• _Text shown_:
__________________________________________________
The contribution of cultural capital to test performance came home forcibly to me last week again, when a Year 5 teacher reported that the 1999 literacy test required students to answer questions about a reproduced Internet page. He said that the one and only computer in his classroom was not connected to the Net and most of his students did not have Net access in their homes. On the test day, he reported that many students looked puzzled when they saw the Internet page and asked him to explain it. His reply--`This is a test. Just see what sense you make of it by yourself.' This example calls into question the particular criteria that had been chosen and applied to this year's literacy test in Queensland: how was it scrutinised for curriculum relevance and equity considerations? It also raises the issue of what is actually being assessed, given the teacher's comment that the Internet text set for assessing reading was unfamiliar to many of his students. Additionally, while it is widely recognised that technological literacy is a vital concern in literacy education, we need to query whether a paper and pencil test with a static print text is the best means for assessing such literacy. Attention now turns to consider how the teachers talked about `context' in classroom assessment and testing situations.

The significance of context(s)

The term `context' frequently recurred in teachers' talk about classroom assessment practices and testing programs. More specifically, their use of the term context was tied to understandings about teacher-student relationships and the ways in which those relationships are shaped by various conceptualisations of context. Of specific interest are, first, the concept of context as it applies to developing in students' a sense of the authentic or real-life purpose(s) of activities; second, teachers' understanding about students' out-of-school contexts; and third, the context of the statewide test. Each of these will be considered separately.

Teaching context

The teachers talked of devoting considerable time and energy to `building pedagogical context' in order to establish learning as purposeful. They talked of how purposeful learning hinged on students having an authentic cultural and social context for the activities they were required to undertake at school. Essentially, building context was, they said, foundational to good practice. One teacher spoke of this as it applies to teaching writing as follows: You know, that's the important thing, that when you ask them to write something you have to first of all create the context, you have to create a purpose for the writing, you have to create a sense of audience, you know, who they're writing for and so on. If all that's done well and you've done a lot of work in terms of preparing them for that, then they often write quite well. And with regard to spelling, again it depends on what, what the context that we've been using, you know, they might be able to spell `Nintendo', but not spell `crown', you know, for example, because they're words that they're using more than others.

In this conversation we hear about the teacher's understanding of writing pedagogy as being `first of all' to `create the context'. We also hear how the teacher deliberately connects context with purpose and audience in her classroom practice in order to prepare students for writing, including spelling. She also indicates that these preliminary work has benefit--`they often write quite well'.
__________________________________________________
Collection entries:
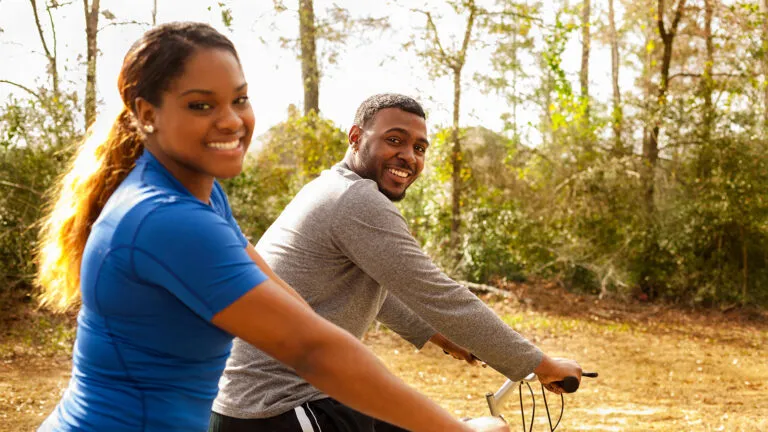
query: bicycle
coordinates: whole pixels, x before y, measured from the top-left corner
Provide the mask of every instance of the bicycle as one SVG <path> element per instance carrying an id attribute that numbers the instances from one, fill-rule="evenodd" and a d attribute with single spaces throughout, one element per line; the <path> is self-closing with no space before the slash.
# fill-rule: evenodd
<path id="1" fill-rule="evenodd" d="M 598 374 L 597 372 L 584 372 L 581 374 L 581 376 L 582 378 L 597 378 Z M 531 394 L 531 400 L 533 402 L 533 410 L 531 412 L 531 426 L 528 429 L 528 431 L 531 432 L 533 430 L 533 418 L 536 415 L 536 398 L 533 395 L 533 388 L 531 387 L 530 383 L 537 380 L 538 379 L 536 374 L 533 373 L 518 382 L 508 379 L 495 393 L 487 393 L 485 395 L 485 400 L 488 403 L 488 409 L 491 412 L 491 416 L 501 418 L 506 422 L 504 416 L 501 415 L 500 407 L 504 405 L 504 403 L 511 395 L 512 389 L 515 387 L 515 385 L 517 385 L 519 390 L 518 394 L 520 395 L 520 416 L 522 418 L 523 432 L 525 432 L 525 409 L 523 408 L 523 384 L 525 384 L 528 386 L 528 390 Z M 558 384 L 566 393 L 573 393 L 579 388 L 579 380 L 576 377 L 566 377 L 564 380 L 558 381 L 556 384 Z M 565 398 L 562 394 L 560 395 L 560 416 L 553 426 L 552 416 L 549 413 L 549 404 L 547 403 L 546 390 L 544 389 L 543 384 L 541 386 L 541 395 L 544 398 L 544 408 L 547 412 L 547 420 L 549 422 L 550 432 L 554 432 L 554 430 L 557 429 L 557 427 L 560 425 L 560 420 L 563 419 L 563 412 L 565 411 Z"/>

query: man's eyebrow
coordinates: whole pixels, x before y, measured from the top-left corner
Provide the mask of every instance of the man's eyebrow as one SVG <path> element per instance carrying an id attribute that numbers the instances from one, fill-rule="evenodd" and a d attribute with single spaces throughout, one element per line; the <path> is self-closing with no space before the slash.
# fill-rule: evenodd
<path id="1" fill-rule="evenodd" d="M 405 130 L 405 129 L 401 128 L 401 127 L 397 127 L 397 126 L 385 130 L 384 134 L 388 134 L 388 133 L 391 133 L 391 132 L 400 132 L 401 134 L 408 135 L 408 136 L 411 135 L 407 130 Z M 427 147 L 429 147 L 429 141 L 427 141 L 426 138 L 416 138 L 416 141 L 418 141 L 418 142 L 420 142 L 422 144 L 426 144 Z"/>
<path id="2" fill-rule="evenodd" d="M 235 88 L 235 91 L 242 91 L 246 87 L 248 87 L 248 83 L 242 83 L 239 86 L 237 86 L 237 88 Z M 204 94 L 204 95 L 212 95 L 212 94 L 214 94 L 214 91 L 213 90 L 208 90 L 208 89 L 189 89 L 189 90 L 184 91 L 179 97 L 186 96 L 186 95 L 191 94 L 191 93 L 200 93 L 200 94 Z"/>

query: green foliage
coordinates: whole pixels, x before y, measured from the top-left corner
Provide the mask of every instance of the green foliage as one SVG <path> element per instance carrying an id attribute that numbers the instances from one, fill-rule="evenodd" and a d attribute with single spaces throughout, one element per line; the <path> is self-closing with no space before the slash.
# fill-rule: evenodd
<path id="1" fill-rule="evenodd" d="M 254 241 L 299 189 L 341 161 L 347 148 L 346 134 L 332 122 L 314 112 L 301 116 L 293 106 L 262 142 L 243 173 L 224 182 L 240 228 Z"/>
<path id="2" fill-rule="evenodd" d="M 0 289 L 24 286 L 45 192 L 79 138 L 74 95 L 11 98 L 0 111 Z"/>

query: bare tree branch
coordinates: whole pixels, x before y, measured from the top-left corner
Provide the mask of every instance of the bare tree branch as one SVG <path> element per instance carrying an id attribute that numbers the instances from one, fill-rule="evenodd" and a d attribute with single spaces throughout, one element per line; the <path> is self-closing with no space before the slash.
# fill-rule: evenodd
<path id="1" fill-rule="evenodd" d="M 432 13 L 429 11 L 423 11 L 421 9 L 411 9 L 411 11 L 423 14 L 427 17 L 427 32 L 429 32 L 430 36 L 432 36 L 432 40 L 435 43 L 437 50 L 440 52 L 440 61 L 442 63 L 453 63 L 451 57 L 445 53 L 443 44 L 440 42 L 440 36 L 438 35 L 435 21 L 432 19 Z"/>
<path id="2" fill-rule="evenodd" d="M 4 79 L 0 79 L 0 83 L 4 83 L 4 84 L 12 85 L 14 87 L 18 87 L 18 88 L 24 90 L 25 92 L 31 94 L 32 96 L 34 96 L 37 100 L 42 101 L 42 97 L 37 92 L 35 92 L 34 90 L 30 89 L 27 86 L 24 86 L 24 85 L 19 84 L 19 83 L 15 83 L 13 81 L 4 80 Z"/>
<path id="3" fill-rule="evenodd" d="M 26 191 L 26 192 L 33 193 L 33 194 L 35 194 L 37 196 L 41 196 L 42 195 L 42 193 L 40 193 L 40 192 L 38 192 L 38 191 L 36 191 L 36 190 L 34 190 L 32 188 L 28 188 L 28 187 L 26 187 L 24 185 L 20 185 L 20 184 L 16 184 L 16 183 L 11 183 L 11 182 L 8 182 L 8 181 L 5 181 L 5 180 L 0 180 L 0 186 L 6 186 L 6 187 L 14 188 L 14 189 L 23 190 L 23 191 Z"/>

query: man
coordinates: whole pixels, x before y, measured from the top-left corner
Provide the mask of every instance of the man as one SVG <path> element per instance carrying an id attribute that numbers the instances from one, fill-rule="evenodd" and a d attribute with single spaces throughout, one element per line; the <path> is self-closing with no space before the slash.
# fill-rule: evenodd
<path id="1" fill-rule="evenodd" d="M 256 245 L 275 273 L 358 338 L 379 320 L 417 348 L 431 339 L 468 359 L 448 341 L 466 347 L 513 380 L 536 372 L 559 392 L 551 382 L 580 378 L 575 362 L 544 355 L 443 274 L 410 234 L 392 201 L 424 168 L 422 107 L 376 95 L 354 123 L 344 161 L 304 186 Z M 219 387 L 211 431 L 400 430 L 328 398 L 238 339 Z"/>

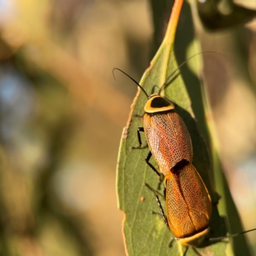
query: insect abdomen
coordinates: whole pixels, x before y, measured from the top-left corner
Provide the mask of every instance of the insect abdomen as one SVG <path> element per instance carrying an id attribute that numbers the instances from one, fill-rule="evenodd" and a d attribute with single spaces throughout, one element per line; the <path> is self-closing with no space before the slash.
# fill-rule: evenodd
<path id="1" fill-rule="evenodd" d="M 179 164 L 178 164 L 179 165 Z M 168 225 L 176 237 L 188 237 L 207 228 L 211 198 L 190 163 L 176 166 L 164 179 Z"/>

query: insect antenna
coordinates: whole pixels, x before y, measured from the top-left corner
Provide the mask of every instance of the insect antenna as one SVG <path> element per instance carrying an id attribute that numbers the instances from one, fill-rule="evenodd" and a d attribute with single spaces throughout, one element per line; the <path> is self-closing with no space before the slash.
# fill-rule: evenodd
<path id="1" fill-rule="evenodd" d="M 181 64 L 180 64 L 179 65 L 179 67 L 174 70 L 171 74 L 166 78 L 166 79 L 165 80 L 165 82 L 163 84 L 163 85 L 160 87 L 159 91 L 158 92 L 158 94 L 160 95 L 160 93 L 161 92 L 161 90 L 163 89 L 163 88 L 166 85 L 166 84 L 168 83 L 170 79 L 177 72 L 177 71 L 178 71 L 182 66 L 184 66 L 189 60 L 190 60 L 191 59 L 193 58 L 194 57 L 196 56 L 197 55 L 200 55 L 200 54 L 202 54 L 204 53 L 217 53 L 218 54 L 220 54 L 222 55 L 223 56 L 227 58 L 224 54 L 222 54 L 222 53 L 220 52 L 215 52 L 213 51 L 207 51 L 205 52 L 199 52 L 199 53 L 196 53 L 196 54 L 192 55 L 191 57 L 189 57 L 188 59 L 184 60 Z"/>
<path id="2" fill-rule="evenodd" d="M 122 70 L 121 69 L 118 68 L 113 68 L 113 71 L 112 71 L 113 76 L 113 77 L 114 77 L 115 81 L 116 81 L 116 77 L 115 77 L 115 70 L 116 70 L 122 72 L 123 74 L 124 74 L 125 76 L 127 76 L 128 77 L 129 77 L 131 79 L 132 79 L 132 80 L 141 89 L 141 90 L 142 90 L 142 91 L 143 92 L 143 93 L 146 95 L 146 96 L 147 97 L 147 98 L 148 98 L 148 93 L 147 93 L 146 91 L 142 88 L 142 86 L 141 86 L 135 79 L 134 79 L 131 76 L 129 76 L 128 74 L 125 73 L 124 71 L 123 71 L 123 70 Z"/>

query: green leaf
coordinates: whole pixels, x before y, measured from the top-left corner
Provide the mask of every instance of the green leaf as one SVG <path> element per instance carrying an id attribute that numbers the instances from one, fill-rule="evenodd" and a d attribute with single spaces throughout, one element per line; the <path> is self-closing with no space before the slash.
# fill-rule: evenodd
<path id="1" fill-rule="evenodd" d="M 188 17 L 191 18 L 191 14 Z M 189 22 L 193 24 L 191 18 Z M 154 86 L 161 86 L 172 72 L 177 68 L 173 52 L 174 33 L 170 29 L 170 23 L 161 45 L 140 81 L 140 84 L 148 94 L 152 92 Z M 172 29 L 173 30 L 173 26 Z M 174 33 L 175 29 L 175 28 Z M 191 35 L 191 33 L 189 35 Z M 186 41 L 186 36 L 184 36 L 180 40 L 181 44 L 183 41 Z M 185 58 L 182 61 L 184 60 Z M 197 67 L 197 64 L 195 66 Z M 191 71 L 189 74 L 191 75 Z M 193 76 L 195 76 L 195 74 Z M 172 83 L 166 86 L 165 95 L 177 104 L 176 111 L 188 127 L 193 147 L 193 164 L 202 177 L 213 202 L 209 224 L 211 228 L 209 236 L 212 237 L 223 236 L 226 234 L 226 227 L 225 221 L 219 216 L 216 207 L 219 196 L 212 188 L 213 182 L 209 177 L 210 159 L 205 144 L 198 132 L 197 124 L 194 119 L 195 115 L 191 108 L 189 96 L 182 77 L 179 74 L 174 77 Z M 188 78 L 188 76 L 186 77 Z M 209 124 L 206 122 L 204 110 L 204 108 L 206 108 L 204 103 L 205 100 L 204 98 L 204 93 L 201 94 L 202 92 L 199 80 L 194 79 L 193 82 L 193 90 L 199 93 L 197 96 L 194 93 L 192 97 L 192 99 L 196 99 L 199 102 L 196 103 L 196 109 L 198 110 L 196 117 L 198 114 L 200 120 L 204 122 L 199 125 L 200 130 L 204 130 L 203 134 L 207 135 Z M 142 118 L 134 117 L 134 114 L 142 115 L 144 113 L 143 108 L 146 101 L 146 96 L 139 90 L 131 108 L 127 126 L 124 129 L 118 156 L 117 195 L 118 208 L 125 214 L 123 228 L 125 248 L 129 255 L 182 255 L 185 247 L 181 246 L 179 242 L 174 241 L 172 247 L 168 248 L 168 243 L 173 236 L 172 232 L 165 226 L 161 216 L 150 214 L 152 211 L 159 212 L 159 209 L 154 194 L 145 187 L 144 184 L 147 182 L 156 188 L 159 179 L 145 161 L 149 149 L 143 134 L 141 134 L 143 145 L 142 148 L 131 149 L 131 147 L 138 145 L 137 129 L 138 127 L 142 126 Z M 201 109 L 196 106 L 198 104 L 201 106 Z M 210 136 L 206 136 L 206 137 L 207 146 L 212 146 L 213 144 L 211 143 Z M 212 163 L 214 159 L 212 154 L 210 156 Z M 151 158 L 150 162 L 157 168 L 153 157 Z M 213 164 L 216 166 L 216 163 L 214 162 Z M 211 176 L 213 177 L 214 175 Z M 225 184 L 223 186 L 223 188 L 228 191 L 227 184 Z M 160 191 L 163 194 L 163 185 Z M 161 200 L 165 209 L 163 197 L 161 197 Z M 226 252 L 227 248 L 227 243 L 221 241 L 211 245 L 207 245 L 207 243 L 205 243 L 202 245 L 202 248 L 196 250 L 207 255 L 232 255 L 230 248 L 228 248 Z M 211 254 L 211 252 L 213 254 Z M 186 253 L 186 256 L 196 255 L 191 248 L 189 248 Z"/>

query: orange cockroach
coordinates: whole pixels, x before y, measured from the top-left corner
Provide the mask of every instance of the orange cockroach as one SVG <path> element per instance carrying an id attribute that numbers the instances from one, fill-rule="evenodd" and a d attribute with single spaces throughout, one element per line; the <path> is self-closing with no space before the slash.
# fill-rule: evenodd
<path id="1" fill-rule="evenodd" d="M 167 218 L 157 193 L 149 185 L 145 185 L 154 193 L 162 217 L 175 236 L 171 241 L 177 239 L 186 246 L 197 246 L 202 243 L 209 230 L 211 200 L 203 180 L 191 163 L 193 148 L 188 129 L 175 112 L 174 105 L 160 95 L 169 79 L 187 61 L 172 73 L 157 94 L 150 96 L 125 72 L 119 68 L 114 68 L 113 71 L 117 69 L 130 77 L 148 98 L 144 106 L 143 127 L 139 127 L 137 131 L 139 146 L 132 148 L 141 147 L 140 132 L 145 132 L 150 150 L 145 159 L 146 162 L 160 176 L 159 172 L 149 163 L 150 157 L 153 156 L 160 172 L 164 175 Z M 248 231 L 254 230 L 256 228 Z M 219 241 L 244 232 L 209 240 Z"/>
<path id="2" fill-rule="evenodd" d="M 141 146 L 140 132 L 145 132 L 150 150 L 146 162 L 160 176 L 148 162 L 153 155 L 160 172 L 165 176 L 167 220 L 161 206 L 163 217 L 182 244 L 197 245 L 209 232 L 211 197 L 199 173 L 191 164 L 193 149 L 188 129 L 175 112 L 174 105 L 160 95 L 168 79 L 177 70 L 166 79 L 157 94 L 148 96 L 131 77 L 118 68 L 115 69 L 129 77 L 148 97 L 144 107 L 143 127 L 139 127 L 137 132 L 139 146 L 133 148 Z M 159 200 L 158 203 L 161 205 Z"/>

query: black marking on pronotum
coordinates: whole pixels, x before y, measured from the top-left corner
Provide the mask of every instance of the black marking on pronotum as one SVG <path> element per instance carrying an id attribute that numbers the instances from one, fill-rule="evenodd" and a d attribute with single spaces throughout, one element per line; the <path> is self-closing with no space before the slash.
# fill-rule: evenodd
<path id="1" fill-rule="evenodd" d="M 164 98 L 159 97 L 154 98 L 151 101 L 150 107 L 154 108 L 158 108 L 162 107 L 168 107 L 170 106 L 170 102 Z"/>

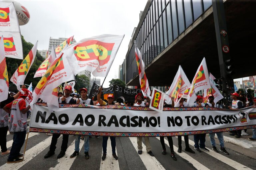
__________________________________________________
• _Written problem_:
Continue the passage on literacy testing and teachers' talk about context from where it stops.

• _Output_:
Students' life contexts

The teachers' talk also brought to light their keen interest in connecting teaching, learning and assessment activities with the students' outside-of-school experiences as a way of achieving relevance. Taking account of context then, was a matter of looking outside the school window and knowing about student characteristics relating to geographical location and cultural and linguistic backgrounds--their life contexts. According to the teachers, the authenticity and usefulness of assessment evidence generated in the classroom depended on the knowledge they developed of students' life contexts as well as the teachers' ability and willingness to design activities that were responsive to those contexts. A Year 5 teacher spoke of the need for responsive practice as follows: Because students learn language in context ... and I believe that's the way to teach language as well is to create some kind of social context. That social context is determined very much by the cultural context in which the children are, so the children in, let's say you know, Camooweal or the children in an Aboriginal community in North Queensland, for example, have a very different cultural context from the children who are living in let's say the Gold Coast or suburban Brisbane, you know, or different again from children who are living in the country, so the problem with the essential elements is how do you define those and at the same time take into account the different cultural social contexts in which children are learning language, and that's why the new syllabus has not done that. It says that the context is derived from the children's everyday living and school subject matter, so you can teach information reports in Grade 3, but whether you choose to teach them about the salt water crocodile or birds or spiders is determined by where you're living and what's around you.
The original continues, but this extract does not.